(Beginning of Data shown)
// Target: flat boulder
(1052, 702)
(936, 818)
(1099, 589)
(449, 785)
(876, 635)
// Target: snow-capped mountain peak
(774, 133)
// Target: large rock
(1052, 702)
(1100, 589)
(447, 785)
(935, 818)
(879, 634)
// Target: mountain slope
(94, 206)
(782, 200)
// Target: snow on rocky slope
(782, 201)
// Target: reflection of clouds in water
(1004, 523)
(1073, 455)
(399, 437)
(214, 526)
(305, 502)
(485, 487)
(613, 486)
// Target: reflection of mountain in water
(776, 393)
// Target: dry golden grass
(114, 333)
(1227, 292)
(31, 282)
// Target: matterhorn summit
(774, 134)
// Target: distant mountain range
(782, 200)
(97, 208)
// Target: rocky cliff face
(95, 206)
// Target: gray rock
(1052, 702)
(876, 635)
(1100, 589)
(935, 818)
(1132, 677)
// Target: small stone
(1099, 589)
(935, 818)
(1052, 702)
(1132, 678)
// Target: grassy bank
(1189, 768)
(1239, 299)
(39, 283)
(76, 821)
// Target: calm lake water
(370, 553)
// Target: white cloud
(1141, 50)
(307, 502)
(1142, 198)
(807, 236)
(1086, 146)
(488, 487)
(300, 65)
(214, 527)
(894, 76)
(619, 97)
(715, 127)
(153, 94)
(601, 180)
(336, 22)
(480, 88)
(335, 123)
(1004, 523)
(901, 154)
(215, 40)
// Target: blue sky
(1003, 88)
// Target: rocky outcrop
(End of Data shown)
- [How to complete this task] The lines to reproduce run from the one that contains "snow-capped mountain peak" through the last line above; copy them exactly.

- [Solution for this problem]
// Target: snow-capped mountain peak
(774, 133)
// Target: large rock
(1052, 702)
(1100, 589)
(447, 785)
(935, 818)
(879, 634)
// Target: mountain slope
(94, 206)
(782, 200)
// Target: snow on rocky slope
(782, 201)
// Target: reflection of clouds in water
(1004, 523)
(1073, 455)
(399, 437)
(214, 526)
(305, 502)
(485, 487)
(613, 486)
// Target: reflection of mountain in water
(776, 393)
// Target: dry golden grass
(114, 333)
(1227, 292)
(31, 282)
// Target: matterhorn summit
(774, 134)
// Target: distant mountain range
(782, 200)
(97, 208)
// Target: rocky cliff face
(95, 206)
// Target: gray rock
(1052, 702)
(876, 635)
(1100, 589)
(935, 818)
(1132, 677)
// Target: small stone
(1099, 589)
(935, 818)
(1052, 702)
(1132, 678)
// Target: grassy bank
(1189, 768)
(1239, 299)
(39, 283)
(76, 821)
// Target: calm lake water
(370, 553)
// Target: white cloud
(1141, 50)
(307, 502)
(1142, 198)
(807, 236)
(1086, 146)
(488, 487)
(300, 65)
(214, 527)
(894, 76)
(619, 97)
(715, 127)
(153, 94)
(601, 180)
(336, 22)
(480, 88)
(335, 123)
(1004, 523)
(901, 154)
(215, 40)
// Target: blue sky
(1003, 88)
// Target: rocky outcrop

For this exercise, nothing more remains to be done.